■ **Problem to solve**
With the pictures removed, the data below must be transcribed in full and exactly.

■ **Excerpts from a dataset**
┄┄┄┄┄┄
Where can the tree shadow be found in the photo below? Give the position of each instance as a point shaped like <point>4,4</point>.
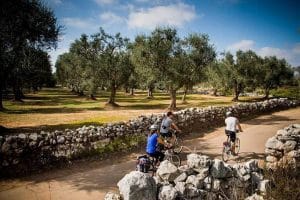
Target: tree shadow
<point>45,111</point>
<point>268,120</point>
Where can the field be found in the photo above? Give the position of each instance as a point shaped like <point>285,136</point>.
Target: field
<point>58,108</point>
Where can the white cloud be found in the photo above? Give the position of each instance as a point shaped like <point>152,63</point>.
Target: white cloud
<point>142,1</point>
<point>172,15</point>
<point>111,18</point>
<point>78,22</point>
<point>103,2</point>
<point>271,51</point>
<point>56,2</point>
<point>296,48</point>
<point>241,45</point>
<point>290,54</point>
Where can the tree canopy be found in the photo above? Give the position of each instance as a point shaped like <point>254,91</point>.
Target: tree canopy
<point>26,28</point>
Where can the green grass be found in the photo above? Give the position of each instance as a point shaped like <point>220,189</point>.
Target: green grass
<point>288,92</point>
<point>58,108</point>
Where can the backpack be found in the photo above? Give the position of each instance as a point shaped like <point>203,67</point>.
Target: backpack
<point>143,164</point>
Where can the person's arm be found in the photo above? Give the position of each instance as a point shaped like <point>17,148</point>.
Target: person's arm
<point>239,125</point>
<point>160,140</point>
<point>174,126</point>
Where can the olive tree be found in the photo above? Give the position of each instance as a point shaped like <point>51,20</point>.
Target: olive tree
<point>23,24</point>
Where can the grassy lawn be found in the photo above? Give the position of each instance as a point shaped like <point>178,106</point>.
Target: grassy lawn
<point>58,108</point>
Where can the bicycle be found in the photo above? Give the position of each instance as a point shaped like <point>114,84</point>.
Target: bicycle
<point>172,156</point>
<point>176,143</point>
<point>227,148</point>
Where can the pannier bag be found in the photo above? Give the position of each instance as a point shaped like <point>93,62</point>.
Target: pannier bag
<point>143,164</point>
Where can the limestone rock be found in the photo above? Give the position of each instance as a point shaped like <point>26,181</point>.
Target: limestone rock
<point>255,197</point>
<point>273,143</point>
<point>289,146</point>
<point>137,185</point>
<point>194,181</point>
<point>181,178</point>
<point>167,192</point>
<point>167,171</point>
<point>198,162</point>
<point>220,169</point>
<point>112,196</point>
<point>263,186</point>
┄┄┄┄┄┄
■ **Worked solution**
Where can the tree shadow be found in the photo below? Give the position of each instance as a point shaped like <point>4,4</point>.
Target: tree shadow
<point>45,111</point>
<point>268,120</point>
Where can the field be found in the photo above? Give the position of each instance as a point shaped like <point>285,136</point>.
Target: field
<point>58,108</point>
Where can the white cloud be found in the photo above? Give the position of each instance as a point shaped like <point>152,63</point>.
Target: white cloud
<point>142,1</point>
<point>172,15</point>
<point>111,18</point>
<point>78,22</point>
<point>103,2</point>
<point>271,51</point>
<point>56,2</point>
<point>296,48</point>
<point>241,45</point>
<point>290,54</point>
Where can the tree canopy be found in the photo above? Give the position of each instance as a point shaped like <point>254,91</point>.
Target: tree canopy
<point>26,28</point>
Where can the green grass be found in the photo above? Give the position of each instance as a point shaped like <point>220,189</point>.
Target: green grass
<point>288,92</point>
<point>58,108</point>
Where can the backpack be found in the photo above? Give the position of each instance as a point shaped like <point>203,67</point>.
Target: backpack
<point>143,164</point>
Where can the person's arm be found in the photo above? Give the position of each instance as a point shaped like <point>17,148</point>.
Target: person's arm
<point>239,125</point>
<point>160,140</point>
<point>174,126</point>
Where can the olive tree be found in the photo above? Give the position of each instance as a point shaped like <point>51,20</point>.
Target: olive tree
<point>23,24</point>
Where can the grassy lawn be found in the photo above? Give the position of each instance as a point shaped like <point>178,106</point>.
Target: grassy lawn
<point>58,108</point>
Where can the bicycle be found in the photo above? Give the position of each instance as a point shaped like <point>114,84</point>.
Target: bicycle
<point>172,156</point>
<point>176,143</point>
<point>227,148</point>
Where can the pannier bag be found in the photo above? Give the position of each instance as a point shaped like <point>93,62</point>.
Target: pannier bag
<point>143,164</point>
Where can the limestone rock be found in the photo above? Give the position of each instance as a point shaped like <point>26,181</point>.
Target: limestone rock
<point>255,197</point>
<point>273,143</point>
<point>289,146</point>
<point>137,185</point>
<point>194,181</point>
<point>181,178</point>
<point>167,192</point>
<point>167,171</point>
<point>198,162</point>
<point>220,169</point>
<point>112,196</point>
<point>263,186</point>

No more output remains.